*Given problem*. In the reader comments on Hawaiian Airlines, how many mergers did the retired American Airlines employee go through, and over how many years?

*Passage to read*.
§

R.I.P. Pualani. You served the residents of the State of Hawaii beautifully with much aloha and grace. You may be gone, but you will Never0 be forgotten.
Mahalo piha to the numerous Hawaiian Airlines employees who, throughout the years, strived to bring Hawaii to the world and also to the countless millions of guests over the past 96+ years that helped make working for Hawaiian seem more like a family get-together rather than just being at work.
Me ke aloha pumehana. A hui hou kakou.
Oh, man. Enough of the woes of Hawaiian airlines being gobbled up by the big bad mean wolf. Your only other choice would be HA not existing period. The company was driven into the ground by years of poor decisions. Blame Hawaiian Airlines for your loss. While passengers were loving the “experience” the airlines had not turned a profit in years. Your Hawaiian flight experience was about to go under. No one forced Hawaiian to sell to Alaska.
Sorrrry you got so uptight over this. It is still a takeover and what would be the difference between what is happening now and as you say, if they just folded? Nothing……….no one knows if they would have been able to turn the Airlines around or not. I really don’t have access to that crystal ball.
Deborah….maybe people are upset because…this is an example of what we have seen so much of in recent month; sleight of hand misinformation and lies on a daily basis. Alaska’s pitch and promise…early on assured the people of Hawaii that the brand would not be touched. That was never there intention and now its too late.
IMHO this was/is the biggest mistake for the government to allow the buyout of Hawaiian Air. Alaska flew to the islands for years along with Hawaiian. Now, the competition is gone/reduced. Really a boondoggle.
I will be interested to see how our trip to Raratonga next month goes. We fly out on Hawaiian on 4/11 and home on Alaska 4/25. Will there be a difference on the flights? We’ll see.
Hawaiian does not acknowledge most status perks until check in.
For what it is worth, my wife and I are flying from Honolulu to Aukland NZ in early April. I booked the trip on Alaska’s website, but the flight is on “Hawaiian Airlines”, and our reservation is has a separate HA code for the flight deailts, seats, boarding passes, etc., instead of the AKA code. We will eventually end up in Australia. There was no return flight available on Alaska-Hawaiian from Sidney to Honolulu in late April, so we are flying Quantas to return. I thought the reason was seasonal, but maybe Alaska is not going to continue Hawaiian’s Sydney and/or Aukland to Honolulu routes??
How can this really be happening? I keep, naively thinking, something/someone will stop this?! I’m so sad, Alaskan has been terrible, in our families experiences. The increased cost, the increased miles needed for award flights, the reduced elite status with the new atmos, and the complete lack of aloha on the long haul flights : (
They have no intention on keeping the HA brand long term. With everything switching to Alaska after 4/22 (even HA Name tags) its basically softening the blow. They are getting the public used to the Alaska brand before they rip the band aid off. If they truly wanted to keep the brand they could’ve taken the same approach as KLM/Air France who are owned and operated by the same company but have 2 distinct different brands. Even the HA flight attendants who were just hired are not Hawai’i based anymore. They will be Seattle based. Sad news for our home and our beloved airline. They are getting everyone ready to pull the plug.
When are we going to understand this is an economic decision. I am retired from American Airlines. I have been through Four mergers during my 25 years with AA. Take the transfer to SEA or quit. No crying this is real life. Look at the bright side……You can afford to buy a home on the main land. All airline employees get free/low cost non rev travel.

§

*Provided material*.
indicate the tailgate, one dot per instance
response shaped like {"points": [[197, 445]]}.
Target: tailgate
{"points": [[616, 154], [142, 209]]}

§

*Exercise solution*. Four mergers during 25 years with American Airlines.